◆ TASK DIRECTIONS
Reproduce verbatim every line of the records below, from the line holding "the woman's shoulder" through the final line of the records, both ends included.

◆ DATASET RECORDS

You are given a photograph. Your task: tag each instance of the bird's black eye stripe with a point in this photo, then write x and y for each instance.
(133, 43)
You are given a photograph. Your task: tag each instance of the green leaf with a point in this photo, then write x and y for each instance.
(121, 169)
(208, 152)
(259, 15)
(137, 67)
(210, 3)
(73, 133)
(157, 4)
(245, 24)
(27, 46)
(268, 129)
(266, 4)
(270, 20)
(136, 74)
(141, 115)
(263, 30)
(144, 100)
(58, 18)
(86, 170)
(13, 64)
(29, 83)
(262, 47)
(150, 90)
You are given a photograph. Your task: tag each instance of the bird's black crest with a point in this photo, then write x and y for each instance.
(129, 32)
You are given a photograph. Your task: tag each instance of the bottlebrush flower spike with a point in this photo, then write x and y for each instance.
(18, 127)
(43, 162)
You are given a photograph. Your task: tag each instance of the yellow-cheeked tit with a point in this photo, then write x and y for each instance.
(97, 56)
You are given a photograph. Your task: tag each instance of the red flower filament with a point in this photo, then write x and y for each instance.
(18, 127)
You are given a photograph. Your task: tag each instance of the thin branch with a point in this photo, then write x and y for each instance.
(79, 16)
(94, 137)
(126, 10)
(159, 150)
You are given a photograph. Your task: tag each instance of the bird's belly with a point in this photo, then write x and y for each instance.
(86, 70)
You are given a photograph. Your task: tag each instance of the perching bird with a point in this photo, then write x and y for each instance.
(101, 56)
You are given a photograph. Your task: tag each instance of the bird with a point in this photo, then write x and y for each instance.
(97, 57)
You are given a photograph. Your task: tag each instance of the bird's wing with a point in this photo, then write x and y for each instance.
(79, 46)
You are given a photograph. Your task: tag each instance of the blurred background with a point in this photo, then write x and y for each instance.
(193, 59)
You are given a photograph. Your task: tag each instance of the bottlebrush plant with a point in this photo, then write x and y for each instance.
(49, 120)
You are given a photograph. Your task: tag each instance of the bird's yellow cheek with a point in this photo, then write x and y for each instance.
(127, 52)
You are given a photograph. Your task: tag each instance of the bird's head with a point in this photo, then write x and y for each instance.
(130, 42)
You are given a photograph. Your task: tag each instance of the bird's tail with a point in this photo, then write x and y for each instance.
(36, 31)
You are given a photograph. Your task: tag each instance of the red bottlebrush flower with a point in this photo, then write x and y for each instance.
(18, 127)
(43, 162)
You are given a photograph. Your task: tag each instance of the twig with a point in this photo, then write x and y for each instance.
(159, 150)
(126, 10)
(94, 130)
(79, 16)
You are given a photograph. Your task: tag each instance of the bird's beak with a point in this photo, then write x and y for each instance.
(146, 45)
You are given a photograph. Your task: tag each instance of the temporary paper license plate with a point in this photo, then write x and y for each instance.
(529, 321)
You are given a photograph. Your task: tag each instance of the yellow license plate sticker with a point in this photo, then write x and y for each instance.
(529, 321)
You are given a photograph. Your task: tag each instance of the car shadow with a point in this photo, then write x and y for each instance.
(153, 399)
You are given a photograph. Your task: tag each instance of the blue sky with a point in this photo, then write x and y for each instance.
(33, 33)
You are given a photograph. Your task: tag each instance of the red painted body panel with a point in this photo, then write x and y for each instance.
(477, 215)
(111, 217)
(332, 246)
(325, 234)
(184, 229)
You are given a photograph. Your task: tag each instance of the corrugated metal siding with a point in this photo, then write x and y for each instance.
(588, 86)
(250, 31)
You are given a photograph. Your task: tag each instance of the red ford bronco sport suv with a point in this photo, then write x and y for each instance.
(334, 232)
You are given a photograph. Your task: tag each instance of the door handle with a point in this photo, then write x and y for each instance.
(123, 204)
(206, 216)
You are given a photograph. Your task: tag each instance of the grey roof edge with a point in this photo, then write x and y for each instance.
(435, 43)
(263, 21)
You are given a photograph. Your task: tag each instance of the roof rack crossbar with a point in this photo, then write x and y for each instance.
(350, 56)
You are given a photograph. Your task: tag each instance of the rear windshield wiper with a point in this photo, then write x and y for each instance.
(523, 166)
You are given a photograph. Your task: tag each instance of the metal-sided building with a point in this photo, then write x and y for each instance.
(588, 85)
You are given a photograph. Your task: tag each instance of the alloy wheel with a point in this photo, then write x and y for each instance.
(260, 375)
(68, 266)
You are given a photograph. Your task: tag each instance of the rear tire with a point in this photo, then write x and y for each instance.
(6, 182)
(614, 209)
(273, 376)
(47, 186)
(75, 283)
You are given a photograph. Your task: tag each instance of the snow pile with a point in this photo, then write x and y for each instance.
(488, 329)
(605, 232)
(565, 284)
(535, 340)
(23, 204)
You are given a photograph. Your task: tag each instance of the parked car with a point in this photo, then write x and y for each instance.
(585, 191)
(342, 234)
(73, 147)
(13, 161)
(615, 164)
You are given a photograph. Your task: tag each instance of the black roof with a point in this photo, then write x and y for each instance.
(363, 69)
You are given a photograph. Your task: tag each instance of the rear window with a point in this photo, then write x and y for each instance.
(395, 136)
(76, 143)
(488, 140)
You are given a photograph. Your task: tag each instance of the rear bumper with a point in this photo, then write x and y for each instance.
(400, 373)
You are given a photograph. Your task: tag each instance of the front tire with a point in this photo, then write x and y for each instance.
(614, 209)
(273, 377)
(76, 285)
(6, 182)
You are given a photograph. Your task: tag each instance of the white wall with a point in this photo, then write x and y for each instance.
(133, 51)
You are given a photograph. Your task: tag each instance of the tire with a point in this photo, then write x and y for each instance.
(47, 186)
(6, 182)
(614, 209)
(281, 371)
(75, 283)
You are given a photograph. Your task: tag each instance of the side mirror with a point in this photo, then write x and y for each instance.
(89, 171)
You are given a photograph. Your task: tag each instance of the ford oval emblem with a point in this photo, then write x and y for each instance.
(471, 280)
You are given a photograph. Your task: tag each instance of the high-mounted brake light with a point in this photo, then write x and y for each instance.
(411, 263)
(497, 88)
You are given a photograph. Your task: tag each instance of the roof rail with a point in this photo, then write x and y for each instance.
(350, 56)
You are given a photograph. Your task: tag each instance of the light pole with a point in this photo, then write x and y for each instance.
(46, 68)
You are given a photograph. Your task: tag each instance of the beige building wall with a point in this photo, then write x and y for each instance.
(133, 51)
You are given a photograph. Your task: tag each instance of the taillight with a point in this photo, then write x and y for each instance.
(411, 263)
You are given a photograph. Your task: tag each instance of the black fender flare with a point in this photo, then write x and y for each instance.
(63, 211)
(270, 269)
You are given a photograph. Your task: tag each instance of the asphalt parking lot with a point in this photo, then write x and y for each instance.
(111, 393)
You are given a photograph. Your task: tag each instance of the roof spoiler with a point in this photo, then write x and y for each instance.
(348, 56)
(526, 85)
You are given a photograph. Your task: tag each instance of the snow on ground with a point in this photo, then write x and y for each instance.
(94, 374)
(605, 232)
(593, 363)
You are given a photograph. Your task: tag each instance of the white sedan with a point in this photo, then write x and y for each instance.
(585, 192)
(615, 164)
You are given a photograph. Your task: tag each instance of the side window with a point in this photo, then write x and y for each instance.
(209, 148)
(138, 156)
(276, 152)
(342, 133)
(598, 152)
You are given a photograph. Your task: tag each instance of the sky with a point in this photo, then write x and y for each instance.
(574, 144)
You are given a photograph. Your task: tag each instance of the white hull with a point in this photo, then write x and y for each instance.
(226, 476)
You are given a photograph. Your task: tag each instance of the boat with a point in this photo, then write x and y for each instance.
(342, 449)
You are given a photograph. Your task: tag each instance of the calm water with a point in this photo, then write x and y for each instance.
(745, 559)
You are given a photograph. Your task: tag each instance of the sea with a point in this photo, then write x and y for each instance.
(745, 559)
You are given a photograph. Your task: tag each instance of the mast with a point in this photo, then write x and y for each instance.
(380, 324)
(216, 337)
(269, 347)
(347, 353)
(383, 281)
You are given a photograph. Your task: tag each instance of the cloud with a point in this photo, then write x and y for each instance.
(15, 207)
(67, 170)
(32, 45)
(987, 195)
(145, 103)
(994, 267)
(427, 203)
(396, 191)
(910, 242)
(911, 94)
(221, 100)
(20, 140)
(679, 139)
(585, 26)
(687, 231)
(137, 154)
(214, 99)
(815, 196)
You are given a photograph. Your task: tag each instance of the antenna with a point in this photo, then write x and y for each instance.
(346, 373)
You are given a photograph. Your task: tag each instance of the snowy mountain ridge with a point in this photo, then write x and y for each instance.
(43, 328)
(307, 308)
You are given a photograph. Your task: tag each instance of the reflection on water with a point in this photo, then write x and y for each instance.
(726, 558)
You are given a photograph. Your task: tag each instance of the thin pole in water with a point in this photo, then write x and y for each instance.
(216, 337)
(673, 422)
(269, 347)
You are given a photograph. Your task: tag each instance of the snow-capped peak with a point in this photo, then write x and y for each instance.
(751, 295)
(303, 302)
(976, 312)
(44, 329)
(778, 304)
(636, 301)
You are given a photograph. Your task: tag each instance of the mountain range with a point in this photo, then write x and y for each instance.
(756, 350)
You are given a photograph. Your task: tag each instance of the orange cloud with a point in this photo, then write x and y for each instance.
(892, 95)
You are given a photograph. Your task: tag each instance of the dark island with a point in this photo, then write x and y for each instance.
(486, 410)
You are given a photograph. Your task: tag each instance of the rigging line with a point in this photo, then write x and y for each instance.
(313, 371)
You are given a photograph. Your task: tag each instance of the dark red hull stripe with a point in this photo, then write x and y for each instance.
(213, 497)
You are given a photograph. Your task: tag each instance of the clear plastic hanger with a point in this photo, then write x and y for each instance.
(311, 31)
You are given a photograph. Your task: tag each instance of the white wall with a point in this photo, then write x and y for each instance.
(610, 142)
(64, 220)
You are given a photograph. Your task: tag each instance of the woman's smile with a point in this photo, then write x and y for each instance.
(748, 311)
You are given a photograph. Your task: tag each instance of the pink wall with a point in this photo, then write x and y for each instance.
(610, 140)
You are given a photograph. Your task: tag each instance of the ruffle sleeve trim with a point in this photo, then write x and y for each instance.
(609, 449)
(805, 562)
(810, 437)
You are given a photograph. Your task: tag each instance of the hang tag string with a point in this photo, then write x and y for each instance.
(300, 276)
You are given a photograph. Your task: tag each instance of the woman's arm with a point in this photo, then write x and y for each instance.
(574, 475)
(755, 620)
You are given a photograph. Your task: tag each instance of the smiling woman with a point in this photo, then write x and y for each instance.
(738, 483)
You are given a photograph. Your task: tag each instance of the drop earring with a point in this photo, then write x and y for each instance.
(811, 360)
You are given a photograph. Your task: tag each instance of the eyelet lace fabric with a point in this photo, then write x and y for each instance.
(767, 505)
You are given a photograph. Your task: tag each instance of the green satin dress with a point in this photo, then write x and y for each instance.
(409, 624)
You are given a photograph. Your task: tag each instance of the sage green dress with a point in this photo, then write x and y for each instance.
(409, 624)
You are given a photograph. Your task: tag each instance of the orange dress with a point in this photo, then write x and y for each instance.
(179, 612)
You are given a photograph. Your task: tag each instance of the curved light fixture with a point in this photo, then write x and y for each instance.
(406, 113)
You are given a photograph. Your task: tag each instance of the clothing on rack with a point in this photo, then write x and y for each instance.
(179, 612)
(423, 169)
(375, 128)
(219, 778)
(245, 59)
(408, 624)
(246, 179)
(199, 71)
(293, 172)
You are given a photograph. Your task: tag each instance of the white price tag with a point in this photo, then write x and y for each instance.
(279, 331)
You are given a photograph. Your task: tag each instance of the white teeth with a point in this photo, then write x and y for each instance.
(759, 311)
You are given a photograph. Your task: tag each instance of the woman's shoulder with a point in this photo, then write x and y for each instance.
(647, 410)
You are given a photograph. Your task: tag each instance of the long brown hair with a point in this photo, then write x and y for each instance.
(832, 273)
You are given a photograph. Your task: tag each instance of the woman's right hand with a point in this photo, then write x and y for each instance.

◆ REPLY
You are given a photograph. Your task: tag each instance of the woman's shoulder with a point in this photo, then write x and y for each instance.
(647, 410)
You are given a photograph. Your task: tag each instance of the long brown hair with a point in this photo, then write x and y for each instance.
(832, 273)
You are given a photograph. Your task: tag each instance of the woman's right hand with a point in this photo, then write x and y for each instance.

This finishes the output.